> AUFGABENSTELLUNG:
Schreiben Sie den Auszug über Venezuela vollständig und wortgetreu ab.

**** AUSZUG

Es ist unfassbar, was innerhalb weniger Jahre aus diesem Land geworden ist. Venezuela stand für stabile Verhältnisse, gute Gesundheitsversorgung, hatte das modernste Verkehrsnetz Lateinamerikas. Wenn ich heute durch die Straßen fahre, muss ich auf Schlaglöcher aufpassen. Öffentliche Verkehrsmittel gibt es kaum noch, die Menschen steigen stattdessen in Viehtransporter. Im Müll sehe ich Kinder und Halbwüchsige auf allen Vieren kriechen, auf der Suche nach Essbarem. Angesichts der Inflation können sich viele Menschen die wenigen Lebensmittel in den Supermärkten nicht leisten. Zwar gab es im August eine Währungsreform. Ein Karton Eier kostete danach nicht mehr sieben Millionen Bolívares, sondern 70 "souveräne Bolívares". Aber jetzt, drei Monate später, bezahlt man dafür schon wieder das Vierfache.

********
**** ZU PRÜFENDE DATEN

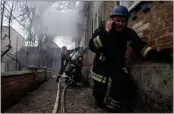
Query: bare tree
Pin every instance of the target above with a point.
(9, 28)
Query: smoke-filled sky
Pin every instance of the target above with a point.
(61, 24)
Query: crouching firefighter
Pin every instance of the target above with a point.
(109, 42)
(65, 58)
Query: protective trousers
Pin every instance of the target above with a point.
(122, 89)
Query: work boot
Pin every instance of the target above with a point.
(58, 76)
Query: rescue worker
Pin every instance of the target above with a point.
(109, 42)
(65, 57)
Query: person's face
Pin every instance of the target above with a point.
(120, 22)
(64, 49)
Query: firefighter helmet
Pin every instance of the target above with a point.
(121, 11)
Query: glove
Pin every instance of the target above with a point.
(166, 55)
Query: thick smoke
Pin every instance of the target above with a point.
(56, 22)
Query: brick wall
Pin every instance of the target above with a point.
(156, 26)
(154, 80)
(15, 85)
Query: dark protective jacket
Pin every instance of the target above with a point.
(66, 58)
(110, 49)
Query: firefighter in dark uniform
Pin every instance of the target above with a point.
(109, 42)
(65, 57)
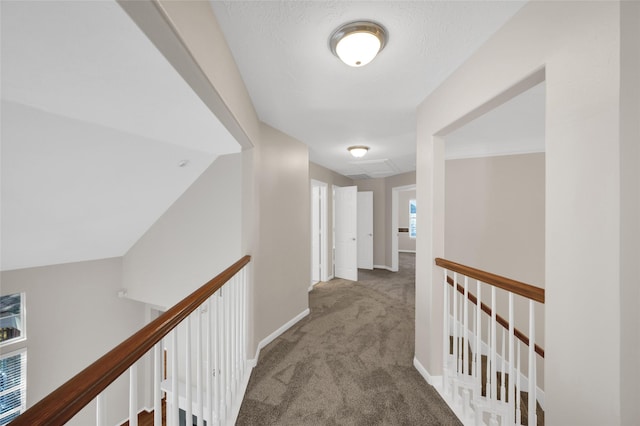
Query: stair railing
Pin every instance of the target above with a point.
(217, 312)
(473, 395)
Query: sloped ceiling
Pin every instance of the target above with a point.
(299, 87)
(95, 126)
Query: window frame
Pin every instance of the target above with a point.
(22, 387)
(23, 322)
(412, 218)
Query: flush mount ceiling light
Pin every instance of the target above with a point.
(357, 43)
(358, 150)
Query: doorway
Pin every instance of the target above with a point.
(319, 248)
(395, 205)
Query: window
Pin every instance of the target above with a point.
(13, 365)
(13, 385)
(412, 218)
(12, 319)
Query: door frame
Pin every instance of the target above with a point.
(366, 238)
(394, 222)
(334, 189)
(324, 249)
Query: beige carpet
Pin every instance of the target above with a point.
(350, 362)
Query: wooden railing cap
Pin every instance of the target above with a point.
(516, 287)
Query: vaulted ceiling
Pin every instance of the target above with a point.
(100, 135)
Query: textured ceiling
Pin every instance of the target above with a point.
(94, 124)
(299, 87)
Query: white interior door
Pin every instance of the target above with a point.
(365, 230)
(345, 232)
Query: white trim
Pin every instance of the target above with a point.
(395, 195)
(235, 409)
(485, 350)
(388, 268)
(313, 285)
(435, 381)
(273, 336)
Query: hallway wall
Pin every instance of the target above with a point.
(578, 45)
(272, 163)
(74, 316)
(331, 178)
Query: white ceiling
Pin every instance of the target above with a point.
(299, 87)
(94, 124)
(95, 121)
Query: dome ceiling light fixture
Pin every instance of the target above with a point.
(358, 150)
(357, 43)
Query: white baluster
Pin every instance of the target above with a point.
(157, 380)
(219, 378)
(100, 410)
(234, 333)
(532, 365)
(494, 393)
(188, 409)
(518, 388)
(511, 390)
(243, 328)
(213, 370)
(478, 354)
(174, 418)
(133, 395)
(227, 352)
(465, 340)
(503, 395)
(199, 390)
(445, 334)
(454, 299)
(489, 365)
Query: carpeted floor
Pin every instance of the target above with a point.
(350, 362)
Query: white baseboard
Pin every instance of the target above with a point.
(273, 336)
(388, 268)
(435, 381)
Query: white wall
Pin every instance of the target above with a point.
(630, 213)
(578, 45)
(377, 186)
(382, 200)
(198, 237)
(331, 178)
(494, 209)
(275, 214)
(74, 316)
(282, 262)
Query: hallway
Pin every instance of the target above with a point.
(350, 362)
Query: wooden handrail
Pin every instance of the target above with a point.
(500, 320)
(65, 402)
(516, 287)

********

> LÖSUNG:
Es ist unfassbar, was innerhalb weniger Jahre aus diesem Land geworden ist. Venezuela stand für stabile Verhältnisse, gute Gesundheitsversorgung, hatte das modernste Verkehrsnetz Lateinamerikas. Wenn ich heute durch die Straßen fahre, muss ich auf Schlaglöcher aufpassen. Öffentliche Verkehrsmittel gibt es kaum noch, die Menschen steigen stattdessen in Viehtransporter. Im Müll sehe ich Kinder und Halbwüchsige auf allen Vieren kriechen, auf der Suche nach Essbarem. Angesichts der Inflation können sich viele Menschen die wenigen Lebensmittel in den Supermärkten nicht leisten. Zwar gab es im August eine Währungsreform. Ein Karton Eier kostete danach nicht mehr sieben Millionen Bolívares, sondern 70 "souveräne Bolívares". Aber jetzt, drei Monate später, bezahlt man dafür schon wieder das Vierfache.